• **Selected extract**:
┄┄┄┄┄┄┄┄┄┄┄┄┄┄┄┄┄┄┄┄

# Bindings for Arbor A-Frame



## CMSbored (Apr 2, 2009)

ride spi bindings, stiff freeride bindings

Ride SPi Bindings


----------



## KIRKRIDER (Mar 18, 2008)

I got my A-Frame last season and I am loving it.

I choose K2 Cinch CTX. Ease of entry and really well made..give it a try! Paired with Burton Driver-X (smaller profile) = amazing ride.






Thelastdeadmous said:


> A little background, I'm about 6'2" and 190 pounds with a size 12 boot. I've been riding for about 10 years and am a purely freeride boarder, bombing, carving and the occasional powder, and I finally have the money to upgrade all my old starting gear to something more fitting my size, experience, and riding style.

┄┄┄┄┄┄┄┄┄┄┄┄┄┄┄┄┄┄┄┄

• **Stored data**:
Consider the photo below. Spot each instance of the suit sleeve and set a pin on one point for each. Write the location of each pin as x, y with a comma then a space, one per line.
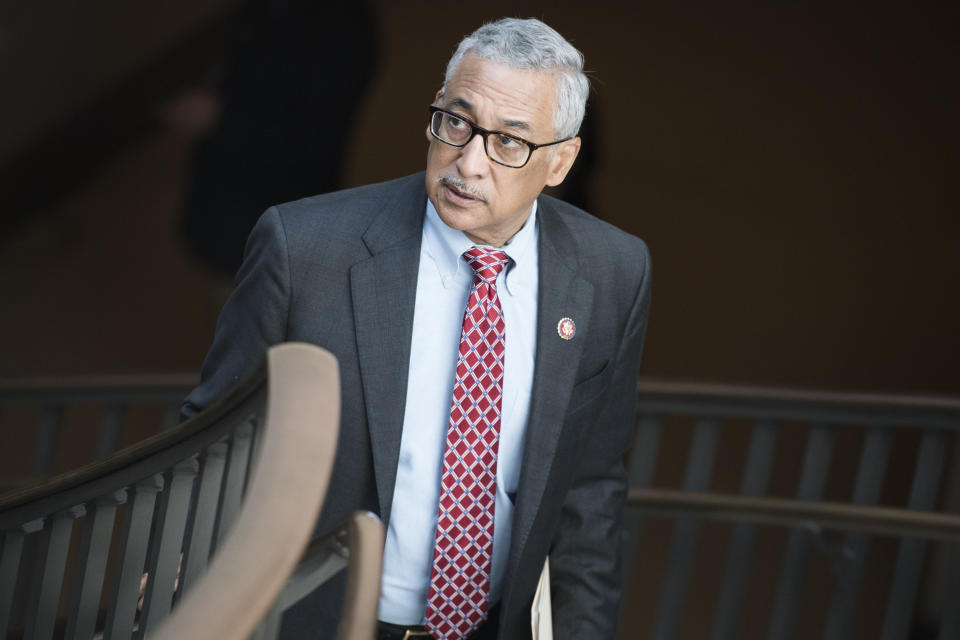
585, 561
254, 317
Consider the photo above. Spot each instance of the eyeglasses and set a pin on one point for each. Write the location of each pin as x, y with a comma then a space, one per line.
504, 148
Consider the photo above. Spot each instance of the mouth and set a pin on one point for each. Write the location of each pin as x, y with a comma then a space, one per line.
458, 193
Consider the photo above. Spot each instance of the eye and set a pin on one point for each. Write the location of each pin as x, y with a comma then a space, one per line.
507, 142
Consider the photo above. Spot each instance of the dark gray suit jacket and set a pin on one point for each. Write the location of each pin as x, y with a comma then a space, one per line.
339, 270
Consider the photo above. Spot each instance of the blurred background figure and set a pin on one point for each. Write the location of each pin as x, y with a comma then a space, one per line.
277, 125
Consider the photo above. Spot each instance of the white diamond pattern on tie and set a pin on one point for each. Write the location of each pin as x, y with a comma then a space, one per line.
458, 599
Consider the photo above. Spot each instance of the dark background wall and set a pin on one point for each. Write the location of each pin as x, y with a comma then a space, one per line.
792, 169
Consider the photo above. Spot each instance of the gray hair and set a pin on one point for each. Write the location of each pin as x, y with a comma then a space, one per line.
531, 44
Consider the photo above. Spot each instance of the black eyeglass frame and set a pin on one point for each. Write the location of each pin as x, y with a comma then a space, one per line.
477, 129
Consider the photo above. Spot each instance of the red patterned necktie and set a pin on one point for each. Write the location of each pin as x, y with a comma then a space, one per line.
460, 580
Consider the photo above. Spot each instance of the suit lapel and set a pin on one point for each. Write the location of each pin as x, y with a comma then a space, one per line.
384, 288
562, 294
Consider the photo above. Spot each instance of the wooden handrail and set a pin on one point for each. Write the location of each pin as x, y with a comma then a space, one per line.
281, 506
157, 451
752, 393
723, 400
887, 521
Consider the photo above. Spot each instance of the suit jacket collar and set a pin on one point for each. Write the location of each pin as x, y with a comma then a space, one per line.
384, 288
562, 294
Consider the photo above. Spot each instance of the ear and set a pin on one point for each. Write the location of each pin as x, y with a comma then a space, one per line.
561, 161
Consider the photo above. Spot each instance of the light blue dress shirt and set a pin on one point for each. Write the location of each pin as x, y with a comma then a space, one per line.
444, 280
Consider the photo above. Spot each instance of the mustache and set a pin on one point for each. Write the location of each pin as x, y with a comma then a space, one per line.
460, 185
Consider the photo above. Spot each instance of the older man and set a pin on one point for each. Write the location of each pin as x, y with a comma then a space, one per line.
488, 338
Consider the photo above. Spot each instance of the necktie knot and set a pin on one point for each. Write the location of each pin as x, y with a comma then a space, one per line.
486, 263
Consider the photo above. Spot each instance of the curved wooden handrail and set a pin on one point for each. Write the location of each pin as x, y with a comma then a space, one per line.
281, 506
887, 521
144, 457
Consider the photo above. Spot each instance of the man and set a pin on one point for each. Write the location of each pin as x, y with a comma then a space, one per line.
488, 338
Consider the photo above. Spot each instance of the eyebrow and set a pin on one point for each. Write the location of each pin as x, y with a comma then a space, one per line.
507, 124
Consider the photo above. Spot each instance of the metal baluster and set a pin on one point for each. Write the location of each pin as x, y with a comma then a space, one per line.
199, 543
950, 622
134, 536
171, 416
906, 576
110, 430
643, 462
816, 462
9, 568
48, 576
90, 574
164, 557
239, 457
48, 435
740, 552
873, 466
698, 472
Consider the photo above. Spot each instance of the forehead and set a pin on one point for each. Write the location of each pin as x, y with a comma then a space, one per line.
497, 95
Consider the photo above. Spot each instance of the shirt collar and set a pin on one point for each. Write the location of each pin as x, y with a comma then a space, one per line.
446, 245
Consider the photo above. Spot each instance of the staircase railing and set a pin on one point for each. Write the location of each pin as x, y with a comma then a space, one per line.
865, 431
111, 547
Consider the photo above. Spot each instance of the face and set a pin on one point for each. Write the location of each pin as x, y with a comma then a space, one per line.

┄┄┄┄┄┄┄┄┄┄┄┄┄┄┄┄┄┄┄┄

Please continue the forum thread above about bindings for the Arbor A-Frame, starting right after its last sentence.

> 
> I haven't kept up with all the tech, companies, and politics of the gear side of the sport at all since I haven't been able to afford to get new equipment. I've done the research on the board and will be going with a 166 Arbor A-Frame, and I'm looking for a good stiff set of bindings to go with it. I'd prefer to get something that still has the 10/11 models available to save a bit of cash, I have been forbidden by my ski instructor sister from getting Flow bindings, and I'd prefer not to get anything where all that's still available its neon red or green.
> 
> At this point one that's stood out it the Rome Arsenal, but I'm open to suggestions and reviews of all brands and styles of bindings as long as they meet the above criteria.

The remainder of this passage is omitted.